===== Text

In this repository, we have used the most used features that are available in librosa library including:
- MFCC
- Chromagram
- MEL Spectrogram Frequency (mel)
- Contrast
- Tonnetz (tonal centroid features)
Grid search results are already provided in grid
folder, but if you want to tune various grid search parameters in parameters.py
, you can run the script grid_search.py
by:
python grid_search.py
This may take several hours to complete execution, once it is finished, best estimators are stored and pickled in grid
folder.
The way to build and train a model for classifying 3 emotions is as shown below:
from emotion_recognition import EmotionRecognizer
from sklearn.svm import SVC
# init a model, let's use SVC
my_model = SVC()
# pass my model to EmotionRecognizer instance
# and balance the dataset
rec = EmotionRecognizer(model=my_model, emotions=['sad', 'neutral', 'happy'], balance=True, verbose=0)
# train the model
rec.train()
# check the test accuracy for that model
print("Test score:", rec.test_score())
# check the train accuracy for that model
print("Train score:", rec.train_score())
Output:
Test score: 0.8148148148148148
Train score: 1.0
In order to determine the best model, you can by:
# loads the best estimators from `grid` folder that was searched by GridSearchCV in `grid_search.py`,
# and set the model to the best in terms of test score, and then train it
rec.determine_best_model()
# get the determined sklearn model name
print(rec.model.__class__.__name__, "is the best")
# get the test accuracy score for the best estimator
print("Test score:", rec.test_score())
Output:
MLPClassifier is the best
Test Score: 0.8958333333333334
Just pass an audio path to the rec.predict()
method as shown below:
# this is a neutral speech from emo-db from the testing set
print("Prediction:", rec.predict("data/emodb/wav/15a04Nc.wav"))
# this is a sad speech from TESS from the testing set
print("Prediction:", rec.predict("data/validation/Actor_25/25_01_01_01_back_sad.wav"))
Output:
Prediction: neutral
Prediction: sad
You can pass any audio file, if it's not in the appropriate format (16000Hz and mono channel), then it'll be automatically converted, make sure you have ffmpeg
installed in your system and added to PATH.
from deep_emotion_recognition import DeepEmotionRecognizer
# initialize instance
# inherited from emotion_recognition.EmotionRecognizer
# default parameters (LSTM: 128x2, Dense:128x2)
deeprec = DeepEmotionRecognizer(emotions=['angry', 'sad', 'neutral', 'ps', 'happy'], n_rnn_layers=2, n_dense_layers=2, rnn_units=128, dense_units=128)
# train the model
deeprec.train()
# get the accuracy
print(deeprec.test_score())
# predict angry audio sample
prediction = deeprec.predict('data/validation/Actor_10/03-02-05-02-02-02-10_angry.wav')

==========

- _Task statement_: Can you retype the speech emotion recognition text between "method as shown" and "(LSTM: 128x2, Dense:128x2)", inclusive?

===== Dataset excerpt

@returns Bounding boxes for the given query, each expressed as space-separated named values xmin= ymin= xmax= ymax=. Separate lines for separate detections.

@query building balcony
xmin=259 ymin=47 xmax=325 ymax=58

==========

- _Finished task_:
method as shown below:
# this is a neutral speech from emo-db from the testing set
print("Prediction:", rec.predict("data/emodb/wav/15a04Nc.wav"))
# this is a sad speech from TESS from the testing set
print("Prediction:", rec.predict("data/validation/Actor_25/25_01_01_01_back_sad.wav"))
Output:
Prediction: neutral
Prediction: sad
You can pass any audio file, if it's not in the appropriate format (16000Hz and mono channel), then it'll be automatically converted, make sure you have ffmpeg
installed in your system and added to PATH.
from deep_emotion_recognition import DeepEmotionRecognizer
# initialize instance
# inherited from emotion_recognition.EmotionRecognizer
# default parameters (LSTM: 128x2, Dense:128x2)